**Work request**
Reproduce the data in full, exactly as it appears.

**Records for the task**
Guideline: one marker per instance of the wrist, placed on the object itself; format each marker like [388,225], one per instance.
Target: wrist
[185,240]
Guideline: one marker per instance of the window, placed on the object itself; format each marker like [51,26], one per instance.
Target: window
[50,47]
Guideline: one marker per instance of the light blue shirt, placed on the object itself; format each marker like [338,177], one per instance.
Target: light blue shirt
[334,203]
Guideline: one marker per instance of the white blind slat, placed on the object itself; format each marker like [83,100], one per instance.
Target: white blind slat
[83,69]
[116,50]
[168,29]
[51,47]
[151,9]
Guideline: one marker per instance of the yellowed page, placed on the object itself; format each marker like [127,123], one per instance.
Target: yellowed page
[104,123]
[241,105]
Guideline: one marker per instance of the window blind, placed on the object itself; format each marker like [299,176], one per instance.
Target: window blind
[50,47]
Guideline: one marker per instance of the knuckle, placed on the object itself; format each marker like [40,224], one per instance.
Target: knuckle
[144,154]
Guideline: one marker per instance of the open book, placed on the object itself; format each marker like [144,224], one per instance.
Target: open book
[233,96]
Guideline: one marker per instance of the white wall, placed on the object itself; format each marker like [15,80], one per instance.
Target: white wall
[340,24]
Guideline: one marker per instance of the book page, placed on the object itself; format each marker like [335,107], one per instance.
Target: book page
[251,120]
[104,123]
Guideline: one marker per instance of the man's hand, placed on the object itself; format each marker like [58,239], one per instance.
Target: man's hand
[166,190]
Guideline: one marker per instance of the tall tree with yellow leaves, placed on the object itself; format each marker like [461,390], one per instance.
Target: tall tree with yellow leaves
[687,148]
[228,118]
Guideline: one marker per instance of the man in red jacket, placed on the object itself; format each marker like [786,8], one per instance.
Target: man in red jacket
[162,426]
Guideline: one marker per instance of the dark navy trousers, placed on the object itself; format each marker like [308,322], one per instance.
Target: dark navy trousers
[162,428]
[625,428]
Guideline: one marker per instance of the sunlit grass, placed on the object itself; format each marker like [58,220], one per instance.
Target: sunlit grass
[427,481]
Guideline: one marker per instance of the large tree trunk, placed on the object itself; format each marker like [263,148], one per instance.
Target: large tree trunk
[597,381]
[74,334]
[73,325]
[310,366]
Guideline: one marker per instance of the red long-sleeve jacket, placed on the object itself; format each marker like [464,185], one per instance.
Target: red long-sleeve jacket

**Completed task**
Guideline: one marker per instance of the wrist, placed on the object itself; format each marker like [388,225], one per instance.
Target: wrist
[185,240]
Guideline: one marker per instance of the window, placed on the object itself; format each marker like [51,26], one per instance.
Target: window
[50,47]
Guideline: one marker per instance of the light blue shirt, placed on the object itself; format each marker like [338,177], one per instance.
Target: light blue shirt
[334,203]
Guideline: one marker per instance of the white blind slat, placed on the object itself; format each marker like [83,100], one per instance.
Target: white blind slat
[83,69]
[116,50]
[168,29]
[51,47]
[151,9]
Guideline: one marker per instance of the yellowed page, placed on the object itself; format each marker like [127,123], one per instance.
Target: yellowed page
[104,123]
[241,105]
Guideline: one marker per instance of the window blind, placed on the object itself; format each marker like [299,176], one per instance.
Target: window blind
[50,47]
Guideline: one marker per instance of the knuckle, placed on the object itself; format each marker like [40,224], one per instance.
Target: knuckle
[144,154]
Guideline: one marker per instance of the open book, placed on the object itself; format each marker like [144,224], one per instance.
Target: open book
[233,96]
Guideline: one marker per instance of the white wall, placed on the object itself; format each marker like [15,80], one per instance.
Target: white wall
[340,24]
Guideline: one marker per instance of the book page, placed on the object itself; format each marker like [335,107], one per instance.
Target: book page
[251,120]
[104,123]
Guideline: one marker per instance of the man's hand, placed on the object itself; format each marker like [58,239], one per instance.
Target: man's hand
[166,190]
Guideline: one marker per instance of the tall tree with yellow leaves, placed on the object itself; format each marker like [461,390], one per instance.
Target: tall tree with yellow leaves
[687,148]
[228,118]
Guideline: one marker per instance of the man in red jacket, placed on the object itself; format each marker like [786,8], one per instance.
Target: man in red jacket
[162,426]
Guideline: one marker per instance of the dark navy trousers, placed on the object itself; format each marker like [308,322], one per instance.
Target: dark navy trousers
[162,428]
[625,428]
Guideline: one marker per instance of the sunlit grass, placed on the object itself; format each marker like [58,220], one per instance.
Target: sunlit grass
[427,481]
Guideline: one marker per instance of the large tree trunk, placed on the object itself; format each marker like [263,148], one per instance.
Target: large tree trunk
[597,381]
[74,334]
[73,325]
[310,366]
Guideline: one marker per instance of the red long-sleeve jacket, placed on the object itself; format each marker like [464,185], one per instance.
Target: red long-sleeve jacket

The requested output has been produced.